§ TEXT SHOWN

# All the possibly finest elite military armed forces in LOTR(Not ranked)



## Hisoka Morrow (Aug 20, 2020)

My grading standard is their total combat performance(Annihilated targets, operation achieved rate, kill ratio and so forth.) and JRRT's direct comment(Like Heavenly Arch were commented to have the best archers units). In addition, all the options such as single combat ability, logistic working efficiency, frontal officers and grassroots commanders's competence, combined-arms quality and so forth, all provide the same importance. The racing units are ranged from a state's armed to it's forces's Strategic units across the whole 3 Ages of JRRT.
Valinor's are excluded(Cheater Level). Mordor and Angaband are apart from the list as well(Cheaters, with endless logistic supplies and personnel replenishment.)

1. Gondolin's Hammer of Wrath(The most relentless apes of all Gondolin's combat unit), Heavenly Arch and Swallow(Best archers units), Moles(Best logistic personnel)
P.S. White Wings and King might be only good at Close Quarter Combat, in order to match their originally appointed goal to be in charge of the King's government security. In addition, JRRT didn't mention
Records and Analysis: (1)This is without doubt. For all armed forces of Gondolin might not take part too much in previous military operation against Morgoth.(The only 2 records were Dagor Aglareb and Nírnaeth Arnoediad ). While JRRT mentioned that only in the "battle of Gondolin", the elves created the annihilating records higher than even all the summary before. Yeah, Gondolin was the most dreadful bad-ass among all elvish factions, if we assume that all Noldor factions got the same resources.

2. Belegost's Dwarves expedition in Nirnaeth Arnoediad
Records and Analysis: (1)They bulleted the full Dragons...division?

§ EXERCISE TASKS
a – In the forum post ranking elite armed forces in Tolkien's works, which Gondolin units are named as the best archers?
b – Go on with the forum post about elite armed forces in Tolkien's works, starting after its last sentence.

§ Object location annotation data
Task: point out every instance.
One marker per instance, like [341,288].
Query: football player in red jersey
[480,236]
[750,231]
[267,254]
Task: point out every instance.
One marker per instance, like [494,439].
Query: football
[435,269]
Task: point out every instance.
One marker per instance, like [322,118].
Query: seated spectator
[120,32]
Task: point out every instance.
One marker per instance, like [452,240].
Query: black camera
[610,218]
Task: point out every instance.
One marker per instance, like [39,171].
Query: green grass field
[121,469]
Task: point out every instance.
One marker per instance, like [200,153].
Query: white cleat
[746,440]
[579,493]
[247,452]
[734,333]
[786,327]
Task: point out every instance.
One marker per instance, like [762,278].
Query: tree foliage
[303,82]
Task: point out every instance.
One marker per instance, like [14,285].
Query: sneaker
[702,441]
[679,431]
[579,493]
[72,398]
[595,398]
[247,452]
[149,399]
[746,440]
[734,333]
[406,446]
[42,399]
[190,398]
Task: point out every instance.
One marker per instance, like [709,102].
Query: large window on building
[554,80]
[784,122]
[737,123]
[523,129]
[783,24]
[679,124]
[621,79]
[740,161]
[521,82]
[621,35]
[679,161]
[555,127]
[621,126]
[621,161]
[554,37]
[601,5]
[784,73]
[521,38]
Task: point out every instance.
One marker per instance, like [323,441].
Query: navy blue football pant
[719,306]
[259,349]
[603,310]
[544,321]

---

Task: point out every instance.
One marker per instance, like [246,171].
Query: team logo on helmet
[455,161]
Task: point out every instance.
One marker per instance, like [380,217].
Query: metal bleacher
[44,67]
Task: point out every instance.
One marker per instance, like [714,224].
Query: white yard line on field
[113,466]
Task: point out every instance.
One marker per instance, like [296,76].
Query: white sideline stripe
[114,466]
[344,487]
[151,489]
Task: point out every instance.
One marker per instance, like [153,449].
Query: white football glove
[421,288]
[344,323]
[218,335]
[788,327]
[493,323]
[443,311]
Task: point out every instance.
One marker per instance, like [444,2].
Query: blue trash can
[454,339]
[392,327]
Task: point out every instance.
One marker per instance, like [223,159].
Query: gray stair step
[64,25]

==

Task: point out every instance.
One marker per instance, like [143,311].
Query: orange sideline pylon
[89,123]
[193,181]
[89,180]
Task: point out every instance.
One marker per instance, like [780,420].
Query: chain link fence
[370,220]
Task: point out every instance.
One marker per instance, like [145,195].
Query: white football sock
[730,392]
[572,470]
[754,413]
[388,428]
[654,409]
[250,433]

§ OUTPUTS
a – Heavenly Arch and Swallow.

b –
3. Numenor ME Marine Expedition
Records and Analysis: (1)Landing of Gwaloth then bringing the annihilation upon Sauron's "all forces"(Yeah, it means destroying the biggest empire whole military combat forces of ME in only 1 battle, and don't forget Sauron+1 Ring was a Super Weapon Bonus.). (2)The Golden-King's conquest to bullet Sauron. (3)Bullet against all ME natives.

4. Gondor Royal Army
Records and Analysis: (1)Bullet against all other ME's factions. (2)After the Wainriders War, they still could bullet Angamar . (3)Witch King of Angamar probably had a good time in Minas-Ithil in 2000 to 2002, the devastating casualties forced him to hide his ass for about 5 centuries.

5. Gondor Dol-Amorth armored cavalry
Records and Analysis: (1)Bullet the fully army composed of maybe more than thousands of Easterlings chasing Faramir with only 700 personnel. (2)Being the last to abandon their post in the battle of Minas-Tirith while with the worst defenses of the whole 1st defensive line.

6. Gondor Ithilien rangers
Records and Analysis: (1)Bullet Harrad (2)Bullet the fully army composed of maybe more than thousands of Easterlings with only the strength only 1 10th of them.

7. Rohan cavalry
Records and Analysis: (1)Bullet Saruman's Uruks with inferior strength always. (2)Bullet Mordor amry with fewer than the strength only 1 10th of them in the battle of Minas-Tirith.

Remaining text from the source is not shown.